[Excerpts from point annotation data]
━━━━━━━━━━━━━━━━━━━━━━━━━━━━━━

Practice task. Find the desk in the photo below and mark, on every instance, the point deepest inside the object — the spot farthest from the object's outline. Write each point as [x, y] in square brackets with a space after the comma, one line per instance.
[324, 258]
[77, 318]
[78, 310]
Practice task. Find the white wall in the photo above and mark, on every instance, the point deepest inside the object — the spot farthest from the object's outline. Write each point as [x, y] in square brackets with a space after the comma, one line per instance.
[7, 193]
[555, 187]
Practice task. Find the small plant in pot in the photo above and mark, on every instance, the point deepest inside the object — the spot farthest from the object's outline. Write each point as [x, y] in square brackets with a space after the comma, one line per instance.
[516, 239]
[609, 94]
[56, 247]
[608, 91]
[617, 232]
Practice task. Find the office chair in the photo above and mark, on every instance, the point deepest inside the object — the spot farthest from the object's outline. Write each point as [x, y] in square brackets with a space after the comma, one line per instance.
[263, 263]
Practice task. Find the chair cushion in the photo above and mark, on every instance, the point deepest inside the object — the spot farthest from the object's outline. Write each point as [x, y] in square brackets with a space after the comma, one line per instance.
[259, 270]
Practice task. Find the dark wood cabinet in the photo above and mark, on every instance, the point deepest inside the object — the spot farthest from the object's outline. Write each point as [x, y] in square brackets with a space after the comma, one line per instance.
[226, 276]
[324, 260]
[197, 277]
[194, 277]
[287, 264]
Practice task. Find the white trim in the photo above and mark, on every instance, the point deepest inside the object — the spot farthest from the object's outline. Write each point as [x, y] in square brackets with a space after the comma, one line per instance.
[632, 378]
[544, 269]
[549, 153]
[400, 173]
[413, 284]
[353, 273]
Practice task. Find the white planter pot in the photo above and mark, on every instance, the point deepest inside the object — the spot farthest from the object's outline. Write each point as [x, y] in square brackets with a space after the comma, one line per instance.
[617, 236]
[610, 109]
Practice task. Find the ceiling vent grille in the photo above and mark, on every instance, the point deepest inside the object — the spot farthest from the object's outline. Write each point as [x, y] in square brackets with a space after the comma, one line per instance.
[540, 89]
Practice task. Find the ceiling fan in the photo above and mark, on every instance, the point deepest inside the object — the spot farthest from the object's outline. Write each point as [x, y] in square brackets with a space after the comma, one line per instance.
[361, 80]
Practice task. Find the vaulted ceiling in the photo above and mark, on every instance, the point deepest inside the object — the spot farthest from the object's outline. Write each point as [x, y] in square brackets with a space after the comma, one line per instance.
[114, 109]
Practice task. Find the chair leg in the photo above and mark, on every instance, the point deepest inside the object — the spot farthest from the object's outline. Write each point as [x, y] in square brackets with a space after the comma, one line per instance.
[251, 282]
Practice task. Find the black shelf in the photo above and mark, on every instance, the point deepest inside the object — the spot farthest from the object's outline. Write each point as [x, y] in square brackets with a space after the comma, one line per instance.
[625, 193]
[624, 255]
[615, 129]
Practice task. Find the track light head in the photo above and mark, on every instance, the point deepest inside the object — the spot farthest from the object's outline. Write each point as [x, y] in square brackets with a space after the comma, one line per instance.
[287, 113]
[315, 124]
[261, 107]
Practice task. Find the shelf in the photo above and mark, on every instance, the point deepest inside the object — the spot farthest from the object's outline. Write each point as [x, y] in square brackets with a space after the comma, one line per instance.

━━━━━━━━━━━━━━━━━━━━━━━━━━━━━━

-- WHAT THIS TASK INVOLVES --
Print the material from the line containing "Practice task. Find the black" through the end, copying each line exactly as it appears.

-- WRITTEN SOLUTION --
Practice task. Find the black shelf in the photo above and mark, on every instance, the point deepest inside the object — the spot farthest from the object's outline. Write each point as [x, y] in square brackets with a space after the comma, one line per instance.
[625, 193]
[624, 255]
[615, 129]
Practice task. Find the track light head in the photo above and mark, on every instance, the point deepest inside the object — the spot farthest from the object's outline. Write each point as [x, y] in square brackets with a space after the comma, one line per instance.
[287, 113]
[315, 124]
[261, 107]
Practice task. Find the shelf in the photo above and mark, on every instance, the point deepest inside the object — the spot farthest from the object's outline. Write each point as [x, y] in square brackets with a space after the comma, one line per instance.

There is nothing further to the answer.